Stored data
▼▼▼

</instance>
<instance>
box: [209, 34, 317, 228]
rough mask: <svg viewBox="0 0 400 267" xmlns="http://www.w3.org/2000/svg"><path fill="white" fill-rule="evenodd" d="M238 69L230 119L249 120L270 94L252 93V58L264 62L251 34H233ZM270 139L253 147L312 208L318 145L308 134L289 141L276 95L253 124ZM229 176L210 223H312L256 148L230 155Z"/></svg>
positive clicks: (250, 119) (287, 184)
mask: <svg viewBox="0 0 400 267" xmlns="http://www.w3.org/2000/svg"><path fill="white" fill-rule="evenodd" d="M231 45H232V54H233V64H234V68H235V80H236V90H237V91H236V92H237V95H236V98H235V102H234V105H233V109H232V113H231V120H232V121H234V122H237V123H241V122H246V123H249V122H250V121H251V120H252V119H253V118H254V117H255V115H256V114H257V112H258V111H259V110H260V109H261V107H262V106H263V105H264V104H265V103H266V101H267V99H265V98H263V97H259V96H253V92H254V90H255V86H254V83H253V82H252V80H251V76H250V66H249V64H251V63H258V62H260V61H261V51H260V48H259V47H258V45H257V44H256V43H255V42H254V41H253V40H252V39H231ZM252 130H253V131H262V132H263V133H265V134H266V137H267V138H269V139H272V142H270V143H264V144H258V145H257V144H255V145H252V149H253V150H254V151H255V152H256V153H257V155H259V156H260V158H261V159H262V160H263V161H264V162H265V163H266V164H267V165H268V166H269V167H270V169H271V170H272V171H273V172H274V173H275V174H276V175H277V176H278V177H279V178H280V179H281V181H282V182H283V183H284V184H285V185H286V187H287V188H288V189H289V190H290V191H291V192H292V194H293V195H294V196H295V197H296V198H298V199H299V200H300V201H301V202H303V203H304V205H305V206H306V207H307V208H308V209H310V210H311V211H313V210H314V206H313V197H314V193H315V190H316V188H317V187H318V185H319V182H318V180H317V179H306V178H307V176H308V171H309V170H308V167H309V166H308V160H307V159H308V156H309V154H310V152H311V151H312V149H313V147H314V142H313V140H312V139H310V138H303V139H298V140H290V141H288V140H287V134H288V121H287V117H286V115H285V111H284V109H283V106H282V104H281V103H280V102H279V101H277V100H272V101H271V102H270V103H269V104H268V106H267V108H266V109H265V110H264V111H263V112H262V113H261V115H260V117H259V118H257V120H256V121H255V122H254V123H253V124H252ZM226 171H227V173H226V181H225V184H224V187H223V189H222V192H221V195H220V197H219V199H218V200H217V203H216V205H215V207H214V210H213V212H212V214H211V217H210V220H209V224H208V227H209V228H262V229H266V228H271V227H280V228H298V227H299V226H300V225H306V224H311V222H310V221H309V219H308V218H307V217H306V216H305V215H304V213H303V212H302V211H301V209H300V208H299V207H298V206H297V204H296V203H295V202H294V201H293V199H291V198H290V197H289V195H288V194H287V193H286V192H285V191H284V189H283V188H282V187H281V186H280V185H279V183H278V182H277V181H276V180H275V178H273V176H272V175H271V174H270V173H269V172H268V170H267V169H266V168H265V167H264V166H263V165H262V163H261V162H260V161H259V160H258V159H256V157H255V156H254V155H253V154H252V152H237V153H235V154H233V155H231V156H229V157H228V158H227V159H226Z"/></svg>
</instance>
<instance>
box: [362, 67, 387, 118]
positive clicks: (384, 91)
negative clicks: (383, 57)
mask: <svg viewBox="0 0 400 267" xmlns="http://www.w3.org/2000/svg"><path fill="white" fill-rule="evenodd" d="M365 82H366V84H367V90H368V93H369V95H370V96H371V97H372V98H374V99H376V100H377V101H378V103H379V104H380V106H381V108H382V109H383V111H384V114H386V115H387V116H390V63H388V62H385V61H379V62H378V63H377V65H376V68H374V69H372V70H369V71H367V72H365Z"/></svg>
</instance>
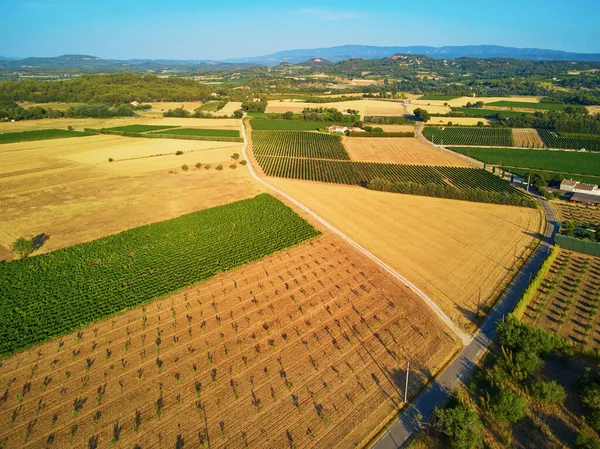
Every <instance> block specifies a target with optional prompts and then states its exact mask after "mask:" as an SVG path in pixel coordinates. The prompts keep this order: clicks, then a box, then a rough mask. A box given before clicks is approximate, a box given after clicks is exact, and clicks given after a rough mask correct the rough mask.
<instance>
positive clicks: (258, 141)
mask: <svg viewBox="0 0 600 449" xmlns="http://www.w3.org/2000/svg"><path fill="white" fill-rule="evenodd" d="M252 148H253V150H254V154H256V155H257V156H258V155H268V156H289V157H308V158H318V159H339V160H350V156H348V153H347V152H346V149H345V148H344V145H342V139H341V138H340V136H336V135H332V134H322V133H316V132H308V131H253V132H252Z"/></svg>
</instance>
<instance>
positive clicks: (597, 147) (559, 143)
mask: <svg viewBox="0 0 600 449" xmlns="http://www.w3.org/2000/svg"><path fill="white" fill-rule="evenodd" d="M539 132H540V137H541V138H542V140H543V141H544V143H545V144H546V146H547V147H548V148H561V149H571V150H580V149H582V148H585V149H586V150H590V151H600V139H599V136H596V135H591V136H586V137H582V136H585V135H584V134H575V136H577V137H572V136H570V135H569V133H555V132H552V131H549V130H547V129H540V130H539Z"/></svg>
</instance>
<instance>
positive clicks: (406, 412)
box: [372, 199, 556, 449]
mask: <svg viewBox="0 0 600 449" xmlns="http://www.w3.org/2000/svg"><path fill="white" fill-rule="evenodd" d="M542 207H543V208H544V211H545V212H546V218H547V227H546V233H545V235H544V237H543V239H542V242H541V243H540V245H539V246H538V248H537V249H536V251H535V252H534V253H533V255H532V256H531V257H530V258H529V260H528V261H527V263H526V264H525V265H524V266H523V268H522V269H521V271H520V272H519V273H518V274H517V276H516V277H515V279H513V281H512V283H511V284H510V286H509V288H508V289H507V291H506V292H505V293H504V295H503V297H502V299H501V300H500V301H499V302H498V304H497V305H496V307H495V308H494V309H493V310H492V312H491V313H490V315H489V316H488V318H487V319H486V320H485V321H484V322H483V324H482V326H481V328H480V329H479V331H478V332H477V334H475V337H474V338H473V341H471V343H469V344H468V345H467V346H466V347H465V348H464V349H463V350H462V352H461V353H460V355H459V356H458V358H456V359H455V360H454V361H453V362H452V363H451V364H450V366H448V368H447V369H446V370H445V371H444V373H443V374H442V375H441V376H439V377H438V379H437V380H436V381H435V382H434V383H433V384H432V385H431V386H430V387H429V388H428V389H427V390H426V391H425V392H424V393H422V394H421V395H420V396H419V397H418V398H417V399H416V400H415V401H414V403H413V404H412V405H411V406H410V407H409V408H408V409H407V410H406V411H404V412H403V413H402V415H401V416H400V417H399V418H398V420H397V421H395V422H394V423H393V424H392V425H391V426H390V427H389V429H388V430H387V431H386V432H385V433H384V434H383V436H381V438H380V439H379V440H378V441H377V442H375V444H373V445H372V448H373V449H397V448H399V447H401V446H402V445H403V444H404V443H405V442H406V440H407V439H408V438H409V437H410V436H411V435H412V434H413V432H415V431H418V430H419V429H420V427H421V422H420V420H423V419H427V418H428V417H430V416H431V414H432V412H433V409H434V408H435V407H438V406H439V405H441V404H442V403H443V401H444V400H445V399H446V398H447V397H448V395H449V394H450V393H451V391H452V390H453V389H454V388H455V387H456V385H457V384H458V382H459V381H460V379H461V378H463V377H466V376H468V375H470V374H471V373H472V372H473V370H474V368H475V366H476V365H477V361H478V360H479V358H480V357H481V355H482V354H483V352H484V351H485V349H486V348H487V347H488V346H489V345H490V343H491V342H492V340H493V339H494V337H495V336H496V327H497V326H498V321H500V319H501V318H502V317H504V316H505V315H506V314H508V313H510V312H511V311H512V310H513V309H514V307H515V305H516V304H517V302H518V301H519V299H520V298H521V296H522V295H523V292H524V291H525V289H526V288H527V286H528V285H529V282H530V281H531V279H532V278H533V277H534V276H535V275H536V273H537V272H538V270H539V269H540V267H541V265H542V263H543V261H544V260H545V259H546V257H547V255H548V253H549V252H550V249H551V246H552V242H553V240H554V233H555V229H556V216H555V215H554V211H553V210H552V208H551V207H550V205H549V204H548V202H547V201H546V200H544V199H542Z"/></svg>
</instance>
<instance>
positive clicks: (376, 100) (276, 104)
mask: <svg viewBox="0 0 600 449" xmlns="http://www.w3.org/2000/svg"><path fill="white" fill-rule="evenodd" d="M304 108H336V109H338V110H340V111H343V110H346V109H355V110H357V111H359V112H360V115H361V116H364V115H404V114H405V111H404V107H403V105H402V104H401V103H399V102H393V101H381V100H353V101H339V102H333V103H306V102H304V101H299V100H283V101H281V100H271V101H269V104H268V105H267V112H275V113H284V112H287V111H292V112H296V113H299V112H302V110H303V109H304Z"/></svg>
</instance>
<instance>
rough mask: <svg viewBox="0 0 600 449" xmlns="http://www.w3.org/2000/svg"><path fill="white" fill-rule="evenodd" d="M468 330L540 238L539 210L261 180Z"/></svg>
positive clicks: (306, 181) (491, 300) (305, 181)
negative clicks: (478, 309) (405, 280)
mask: <svg viewBox="0 0 600 449" xmlns="http://www.w3.org/2000/svg"><path fill="white" fill-rule="evenodd" d="M269 183H271V184H273V185H274V186H275V187H277V188H279V189H281V190H283V191H284V192H285V193H287V194H289V195H291V196H292V197H294V198H295V199H297V200H298V201H300V202H301V203H303V204H304V205H306V206H308V207H309V208H310V209H311V210H312V211H314V212H316V213H317V214H319V215H320V216H321V217H323V218H324V219H325V220H327V221H328V222H329V223H331V224H333V225H334V226H335V227H337V228H338V229H340V230H341V231H342V232H343V233H345V234H346V235H347V236H348V237H350V238H352V239H353V240H354V241H356V242H357V243H359V244H360V245H362V246H363V247H365V248H366V249H368V250H370V251H371V252H372V253H374V254H375V255H376V256H377V257H379V258H380V259H382V260H383V261H384V262H386V263H388V264H389V265H390V266H391V267H392V268H394V269H395V270H397V271H398V272H399V273H401V274H402V275H403V276H405V277H406V278H407V279H408V280H410V281H411V282H412V283H414V284H415V285H417V287H419V288H420V289H421V290H423V291H424V292H425V293H426V294H428V295H429V296H430V297H431V298H432V299H433V300H434V301H436V302H437V304H438V305H439V306H440V307H441V308H442V309H443V310H444V312H445V313H446V315H448V316H449V317H450V318H451V319H452V320H453V321H455V322H456V323H457V324H458V325H459V326H462V327H463V328H465V329H466V330H468V331H472V330H474V329H475V318H476V314H477V311H478V309H482V310H483V311H484V312H485V307H486V306H487V305H489V304H491V303H492V302H493V301H494V300H495V299H496V298H497V296H498V294H499V293H500V290H501V288H502V287H503V286H504V285H505V284H506V283H507V282H508V281H509V280H510V279H511V278H512V276H513V275H514V272H513V268H514V267H515V265H516V264H517V265H518V264H519V263H521V262H522V260H523V256H524V254H529V252H530V248H529V246H530V245H531V244H532V243H534V242H535V241H536V240H537V239H539V238H540V236H539V231H540V228H541V226H542V223H543V221H542V217H541V213H540V211H539V210H535V209H528V208H521V207H513V206H500V205H495V204H483V203H471V202H467V201H457V200H448V199H441V198H429V197H421V196H412V195H400V194H397V193H387V192H376V191H372V190H367V189H364V188H361V187H354V186H342V185H331V184H324V183H314V182H309V181H297V180H287V179H279V178H269Z"/></svg>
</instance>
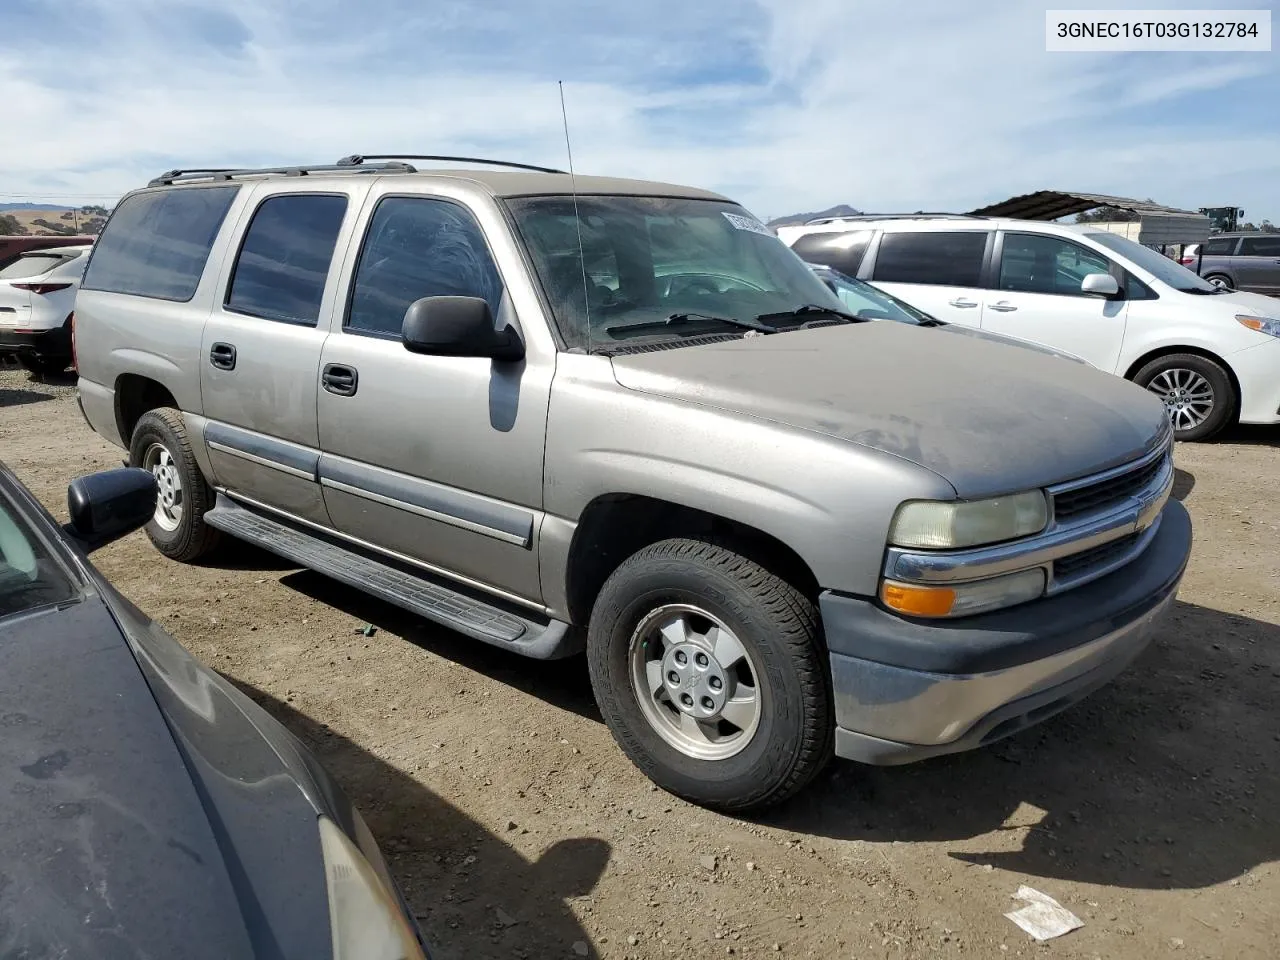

▲▲▲

| What this task involves |
From the opening line of the data above through the line that contains "69L230 119L249 120L270", please print each line as it stands and only those lines.

| Answer space |
</instance>
<instance>
box: [209, 34, 317, 228]
rough mask: <svg viewBox="0 0 400 267" xmlns="http://www.w3.org/2000/svg"><path fill="white" fill-rule="evenodd" d="M238 69L230 119L249 120L270 94L252 93V58L264 62L251 34H233ZM270 139L253 147L312 208L318 145L308 134L289 141L276 95L253 124ZM229 176L210 223H312L256 148L230 155Z"/></svg>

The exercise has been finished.